**Work instruction**
When the string "fixture" appears in a line of the records, show the whole line.

**Supplied records**
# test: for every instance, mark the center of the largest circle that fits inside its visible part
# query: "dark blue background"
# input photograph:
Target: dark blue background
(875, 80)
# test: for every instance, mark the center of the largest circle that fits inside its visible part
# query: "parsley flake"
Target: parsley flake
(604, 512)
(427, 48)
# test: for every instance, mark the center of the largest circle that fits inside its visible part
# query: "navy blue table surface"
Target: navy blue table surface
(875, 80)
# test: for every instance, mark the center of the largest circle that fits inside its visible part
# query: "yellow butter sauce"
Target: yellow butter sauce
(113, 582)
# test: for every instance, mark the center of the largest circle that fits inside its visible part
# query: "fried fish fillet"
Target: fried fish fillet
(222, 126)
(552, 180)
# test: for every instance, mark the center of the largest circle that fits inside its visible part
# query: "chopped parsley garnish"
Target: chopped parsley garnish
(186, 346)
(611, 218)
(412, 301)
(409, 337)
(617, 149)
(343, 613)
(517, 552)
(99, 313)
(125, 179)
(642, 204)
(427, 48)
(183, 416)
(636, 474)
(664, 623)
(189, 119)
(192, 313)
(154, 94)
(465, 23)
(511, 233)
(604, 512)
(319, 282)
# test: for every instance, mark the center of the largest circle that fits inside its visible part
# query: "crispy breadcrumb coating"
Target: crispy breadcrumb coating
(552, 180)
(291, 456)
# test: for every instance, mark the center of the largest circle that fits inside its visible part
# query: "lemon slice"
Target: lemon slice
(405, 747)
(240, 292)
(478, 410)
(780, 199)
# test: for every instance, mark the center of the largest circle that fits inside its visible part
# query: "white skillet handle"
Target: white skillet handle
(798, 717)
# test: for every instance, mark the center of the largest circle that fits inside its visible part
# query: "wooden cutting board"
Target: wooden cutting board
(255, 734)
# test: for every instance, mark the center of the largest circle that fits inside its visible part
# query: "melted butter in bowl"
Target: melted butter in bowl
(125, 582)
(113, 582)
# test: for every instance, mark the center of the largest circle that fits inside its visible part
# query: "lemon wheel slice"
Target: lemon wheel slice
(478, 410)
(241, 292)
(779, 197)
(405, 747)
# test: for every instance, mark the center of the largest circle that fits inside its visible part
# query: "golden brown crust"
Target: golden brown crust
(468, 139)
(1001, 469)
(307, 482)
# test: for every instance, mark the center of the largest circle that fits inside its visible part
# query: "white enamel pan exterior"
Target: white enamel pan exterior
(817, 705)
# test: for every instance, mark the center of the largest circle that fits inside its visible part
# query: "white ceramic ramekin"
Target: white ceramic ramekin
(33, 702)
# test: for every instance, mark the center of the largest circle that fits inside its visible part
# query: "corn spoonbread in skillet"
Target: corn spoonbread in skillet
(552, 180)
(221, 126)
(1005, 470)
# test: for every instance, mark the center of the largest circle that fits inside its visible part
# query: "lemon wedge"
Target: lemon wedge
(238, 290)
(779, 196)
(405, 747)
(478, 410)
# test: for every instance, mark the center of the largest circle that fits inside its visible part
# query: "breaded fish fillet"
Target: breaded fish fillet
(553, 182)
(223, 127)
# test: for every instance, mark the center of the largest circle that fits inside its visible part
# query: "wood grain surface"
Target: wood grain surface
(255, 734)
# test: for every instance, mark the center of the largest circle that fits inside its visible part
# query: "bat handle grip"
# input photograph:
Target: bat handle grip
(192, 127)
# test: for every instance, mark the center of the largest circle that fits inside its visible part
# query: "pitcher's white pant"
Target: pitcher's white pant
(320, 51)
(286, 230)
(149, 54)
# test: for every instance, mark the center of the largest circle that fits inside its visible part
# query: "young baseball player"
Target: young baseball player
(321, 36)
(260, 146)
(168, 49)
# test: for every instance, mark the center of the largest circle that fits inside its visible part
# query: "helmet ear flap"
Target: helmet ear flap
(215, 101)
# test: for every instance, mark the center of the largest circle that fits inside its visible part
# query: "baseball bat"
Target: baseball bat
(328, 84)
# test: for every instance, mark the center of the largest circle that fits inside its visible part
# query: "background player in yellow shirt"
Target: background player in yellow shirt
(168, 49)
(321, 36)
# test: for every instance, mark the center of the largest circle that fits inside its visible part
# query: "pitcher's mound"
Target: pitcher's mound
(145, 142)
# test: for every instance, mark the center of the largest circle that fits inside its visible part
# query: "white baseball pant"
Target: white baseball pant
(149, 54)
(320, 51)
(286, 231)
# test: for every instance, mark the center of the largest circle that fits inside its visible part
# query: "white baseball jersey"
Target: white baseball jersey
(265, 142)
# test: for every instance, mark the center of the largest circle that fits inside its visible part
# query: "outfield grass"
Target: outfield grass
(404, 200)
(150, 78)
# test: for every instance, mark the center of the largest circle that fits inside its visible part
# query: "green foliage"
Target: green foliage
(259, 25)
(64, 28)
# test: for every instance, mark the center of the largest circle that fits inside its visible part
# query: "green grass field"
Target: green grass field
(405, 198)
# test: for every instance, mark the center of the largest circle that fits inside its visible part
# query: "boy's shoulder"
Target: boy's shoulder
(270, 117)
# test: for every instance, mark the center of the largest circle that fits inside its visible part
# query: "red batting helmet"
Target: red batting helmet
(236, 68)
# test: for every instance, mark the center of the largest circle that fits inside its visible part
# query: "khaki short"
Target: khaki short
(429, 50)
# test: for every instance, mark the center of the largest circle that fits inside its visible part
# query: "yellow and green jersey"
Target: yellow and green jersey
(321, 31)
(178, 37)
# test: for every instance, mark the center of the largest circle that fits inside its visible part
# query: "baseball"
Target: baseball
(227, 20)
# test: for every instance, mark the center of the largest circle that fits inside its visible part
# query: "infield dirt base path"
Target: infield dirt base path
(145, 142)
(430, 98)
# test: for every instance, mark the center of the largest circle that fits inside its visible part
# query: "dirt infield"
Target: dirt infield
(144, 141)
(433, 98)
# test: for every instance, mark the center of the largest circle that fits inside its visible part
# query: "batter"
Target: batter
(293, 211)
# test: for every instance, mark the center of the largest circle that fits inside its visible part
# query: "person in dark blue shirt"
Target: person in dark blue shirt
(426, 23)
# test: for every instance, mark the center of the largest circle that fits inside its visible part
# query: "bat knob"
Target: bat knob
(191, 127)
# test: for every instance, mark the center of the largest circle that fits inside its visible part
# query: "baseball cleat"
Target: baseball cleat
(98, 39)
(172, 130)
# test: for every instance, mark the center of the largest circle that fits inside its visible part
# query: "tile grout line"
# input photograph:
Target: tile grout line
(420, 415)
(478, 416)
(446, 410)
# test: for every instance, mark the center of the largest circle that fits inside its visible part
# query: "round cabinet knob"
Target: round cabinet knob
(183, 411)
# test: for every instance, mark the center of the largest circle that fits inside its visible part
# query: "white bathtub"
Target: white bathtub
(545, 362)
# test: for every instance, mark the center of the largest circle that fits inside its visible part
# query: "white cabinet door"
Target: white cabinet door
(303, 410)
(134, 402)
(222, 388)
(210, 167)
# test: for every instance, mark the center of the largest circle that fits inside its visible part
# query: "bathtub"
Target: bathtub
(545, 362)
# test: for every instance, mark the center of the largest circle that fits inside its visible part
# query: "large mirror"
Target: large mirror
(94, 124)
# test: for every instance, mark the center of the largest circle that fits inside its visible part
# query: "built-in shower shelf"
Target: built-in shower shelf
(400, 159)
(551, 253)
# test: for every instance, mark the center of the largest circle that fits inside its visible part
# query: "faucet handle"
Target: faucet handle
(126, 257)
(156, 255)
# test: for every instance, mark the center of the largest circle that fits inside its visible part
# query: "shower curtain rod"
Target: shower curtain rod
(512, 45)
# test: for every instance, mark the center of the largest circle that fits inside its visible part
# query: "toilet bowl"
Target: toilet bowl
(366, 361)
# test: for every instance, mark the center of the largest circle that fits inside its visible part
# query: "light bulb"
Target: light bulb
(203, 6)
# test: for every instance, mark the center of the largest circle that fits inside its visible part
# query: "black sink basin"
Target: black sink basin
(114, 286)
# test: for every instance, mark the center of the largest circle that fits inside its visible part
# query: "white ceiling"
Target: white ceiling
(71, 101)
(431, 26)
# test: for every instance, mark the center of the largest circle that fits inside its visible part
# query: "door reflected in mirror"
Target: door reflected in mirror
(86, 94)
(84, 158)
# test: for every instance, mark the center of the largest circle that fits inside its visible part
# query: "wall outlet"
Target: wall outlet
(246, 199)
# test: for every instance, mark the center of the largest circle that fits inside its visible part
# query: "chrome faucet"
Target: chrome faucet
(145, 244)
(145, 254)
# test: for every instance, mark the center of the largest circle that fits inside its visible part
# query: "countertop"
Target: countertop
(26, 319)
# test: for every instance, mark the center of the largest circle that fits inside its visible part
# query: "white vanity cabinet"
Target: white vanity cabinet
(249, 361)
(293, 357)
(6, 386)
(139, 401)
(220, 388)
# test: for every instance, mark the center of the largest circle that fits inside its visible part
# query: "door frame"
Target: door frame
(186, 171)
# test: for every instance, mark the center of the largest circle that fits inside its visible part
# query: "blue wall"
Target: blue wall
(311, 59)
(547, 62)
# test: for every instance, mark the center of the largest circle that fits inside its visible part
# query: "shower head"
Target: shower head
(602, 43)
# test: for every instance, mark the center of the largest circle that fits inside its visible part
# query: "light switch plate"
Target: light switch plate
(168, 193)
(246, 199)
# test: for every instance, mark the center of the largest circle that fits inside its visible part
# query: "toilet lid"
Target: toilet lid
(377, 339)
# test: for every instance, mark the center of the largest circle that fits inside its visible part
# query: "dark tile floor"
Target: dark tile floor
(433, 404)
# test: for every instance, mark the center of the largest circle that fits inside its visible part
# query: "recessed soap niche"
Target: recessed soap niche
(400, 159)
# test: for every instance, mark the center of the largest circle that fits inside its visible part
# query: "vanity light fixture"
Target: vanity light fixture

**Task response**
# query: "vanity light fixture"
Target: vanity light fixture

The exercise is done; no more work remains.